| WRITTEN EXERCISE |
Extract each line of the listing below that contains the word "Could". Matching is case-sensitive.

[Region labeling entries]
********************

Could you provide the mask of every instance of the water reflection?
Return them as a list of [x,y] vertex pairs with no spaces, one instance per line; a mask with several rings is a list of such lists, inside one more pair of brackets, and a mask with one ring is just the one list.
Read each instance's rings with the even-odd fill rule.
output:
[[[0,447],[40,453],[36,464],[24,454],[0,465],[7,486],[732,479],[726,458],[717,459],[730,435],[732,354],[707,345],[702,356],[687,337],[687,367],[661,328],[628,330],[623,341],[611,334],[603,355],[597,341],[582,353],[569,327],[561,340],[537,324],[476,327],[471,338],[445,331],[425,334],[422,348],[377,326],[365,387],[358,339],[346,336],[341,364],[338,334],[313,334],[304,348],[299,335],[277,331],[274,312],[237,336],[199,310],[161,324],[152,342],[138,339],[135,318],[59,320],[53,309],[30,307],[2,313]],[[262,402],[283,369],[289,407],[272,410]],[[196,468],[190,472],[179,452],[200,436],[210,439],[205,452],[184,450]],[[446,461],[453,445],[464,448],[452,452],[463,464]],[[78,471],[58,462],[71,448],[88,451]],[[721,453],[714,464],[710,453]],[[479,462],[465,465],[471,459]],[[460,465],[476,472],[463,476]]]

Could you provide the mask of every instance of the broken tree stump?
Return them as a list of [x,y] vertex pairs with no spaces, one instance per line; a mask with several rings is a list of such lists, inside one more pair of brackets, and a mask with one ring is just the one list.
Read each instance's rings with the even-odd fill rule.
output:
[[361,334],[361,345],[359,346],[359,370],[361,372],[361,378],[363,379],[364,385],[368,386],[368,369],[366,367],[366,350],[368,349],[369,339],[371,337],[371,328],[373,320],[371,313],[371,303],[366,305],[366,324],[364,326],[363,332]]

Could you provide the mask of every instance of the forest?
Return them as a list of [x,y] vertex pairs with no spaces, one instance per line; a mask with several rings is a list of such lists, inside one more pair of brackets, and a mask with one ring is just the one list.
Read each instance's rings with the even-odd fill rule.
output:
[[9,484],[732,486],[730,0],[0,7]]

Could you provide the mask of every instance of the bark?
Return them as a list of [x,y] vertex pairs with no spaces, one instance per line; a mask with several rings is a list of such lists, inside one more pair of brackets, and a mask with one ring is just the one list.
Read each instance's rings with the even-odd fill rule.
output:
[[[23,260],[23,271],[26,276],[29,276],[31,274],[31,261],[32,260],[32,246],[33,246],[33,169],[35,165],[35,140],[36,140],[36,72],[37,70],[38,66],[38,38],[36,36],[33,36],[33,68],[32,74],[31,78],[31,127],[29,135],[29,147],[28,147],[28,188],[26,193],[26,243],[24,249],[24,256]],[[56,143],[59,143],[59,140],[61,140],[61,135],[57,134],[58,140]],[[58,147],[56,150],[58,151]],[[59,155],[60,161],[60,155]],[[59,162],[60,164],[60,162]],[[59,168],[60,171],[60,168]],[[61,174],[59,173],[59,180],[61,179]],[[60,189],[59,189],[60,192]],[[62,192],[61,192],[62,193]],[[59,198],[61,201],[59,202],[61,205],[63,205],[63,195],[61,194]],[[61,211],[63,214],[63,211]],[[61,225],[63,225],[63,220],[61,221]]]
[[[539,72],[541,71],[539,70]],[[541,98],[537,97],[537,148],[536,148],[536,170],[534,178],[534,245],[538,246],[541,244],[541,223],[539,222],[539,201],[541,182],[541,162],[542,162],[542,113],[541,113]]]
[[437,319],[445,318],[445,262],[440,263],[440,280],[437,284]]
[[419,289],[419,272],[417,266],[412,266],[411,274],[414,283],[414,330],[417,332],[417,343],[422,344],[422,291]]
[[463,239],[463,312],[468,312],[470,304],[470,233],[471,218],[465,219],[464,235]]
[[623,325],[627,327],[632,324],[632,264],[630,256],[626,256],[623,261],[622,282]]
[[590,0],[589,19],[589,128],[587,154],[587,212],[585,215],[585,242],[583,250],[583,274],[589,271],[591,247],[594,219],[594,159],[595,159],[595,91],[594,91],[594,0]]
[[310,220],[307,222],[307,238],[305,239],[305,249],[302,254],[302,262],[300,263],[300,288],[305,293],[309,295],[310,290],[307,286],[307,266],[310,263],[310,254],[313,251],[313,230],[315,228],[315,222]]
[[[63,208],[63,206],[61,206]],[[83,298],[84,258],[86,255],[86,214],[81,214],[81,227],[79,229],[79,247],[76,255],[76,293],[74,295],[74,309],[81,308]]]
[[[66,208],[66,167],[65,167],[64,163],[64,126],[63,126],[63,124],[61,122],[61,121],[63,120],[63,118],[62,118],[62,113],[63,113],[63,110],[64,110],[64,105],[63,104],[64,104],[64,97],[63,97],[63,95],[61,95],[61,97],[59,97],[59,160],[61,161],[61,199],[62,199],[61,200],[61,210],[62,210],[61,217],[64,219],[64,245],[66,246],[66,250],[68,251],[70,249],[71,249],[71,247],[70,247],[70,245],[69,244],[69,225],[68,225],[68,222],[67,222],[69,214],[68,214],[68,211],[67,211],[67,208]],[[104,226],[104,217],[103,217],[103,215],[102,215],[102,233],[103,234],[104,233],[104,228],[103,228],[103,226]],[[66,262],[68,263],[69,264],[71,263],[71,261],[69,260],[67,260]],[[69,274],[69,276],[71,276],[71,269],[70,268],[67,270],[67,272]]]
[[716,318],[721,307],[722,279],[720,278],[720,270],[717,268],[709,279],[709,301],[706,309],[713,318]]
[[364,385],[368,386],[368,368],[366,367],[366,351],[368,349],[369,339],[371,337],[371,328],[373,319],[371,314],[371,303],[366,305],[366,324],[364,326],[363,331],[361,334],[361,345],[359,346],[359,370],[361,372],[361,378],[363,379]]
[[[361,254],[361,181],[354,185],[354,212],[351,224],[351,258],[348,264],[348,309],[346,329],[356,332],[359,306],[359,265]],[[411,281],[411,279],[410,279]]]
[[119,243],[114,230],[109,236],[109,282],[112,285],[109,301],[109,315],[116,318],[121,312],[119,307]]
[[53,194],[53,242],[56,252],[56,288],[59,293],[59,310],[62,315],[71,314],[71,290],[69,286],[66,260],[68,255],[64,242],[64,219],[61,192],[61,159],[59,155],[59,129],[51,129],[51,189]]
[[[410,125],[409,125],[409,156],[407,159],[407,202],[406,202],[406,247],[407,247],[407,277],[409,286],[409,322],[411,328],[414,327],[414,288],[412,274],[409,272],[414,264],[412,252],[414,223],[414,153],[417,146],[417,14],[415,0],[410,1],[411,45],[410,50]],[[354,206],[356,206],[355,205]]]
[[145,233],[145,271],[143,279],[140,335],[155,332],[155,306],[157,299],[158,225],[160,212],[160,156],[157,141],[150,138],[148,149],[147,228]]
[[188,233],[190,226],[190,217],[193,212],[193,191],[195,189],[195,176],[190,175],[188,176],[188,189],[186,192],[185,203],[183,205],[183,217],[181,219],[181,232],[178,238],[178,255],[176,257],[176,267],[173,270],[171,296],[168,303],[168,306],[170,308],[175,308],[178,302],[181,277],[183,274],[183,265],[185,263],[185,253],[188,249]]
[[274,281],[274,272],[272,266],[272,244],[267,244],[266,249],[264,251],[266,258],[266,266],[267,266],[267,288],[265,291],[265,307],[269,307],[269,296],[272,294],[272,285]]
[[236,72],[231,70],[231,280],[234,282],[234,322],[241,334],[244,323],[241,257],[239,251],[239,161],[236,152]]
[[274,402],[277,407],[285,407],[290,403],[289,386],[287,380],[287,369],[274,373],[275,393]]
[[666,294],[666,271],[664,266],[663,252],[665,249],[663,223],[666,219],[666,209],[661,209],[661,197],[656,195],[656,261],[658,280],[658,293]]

********************

| EXERCISE RESPONSE |
Could you provide the mask of every instance of the water reflection?
Could you provide the mask of every instance of the broken tree stump?
Could you provide the mask of every instance of the forest?
Could you provide the mask of every instance of the bark?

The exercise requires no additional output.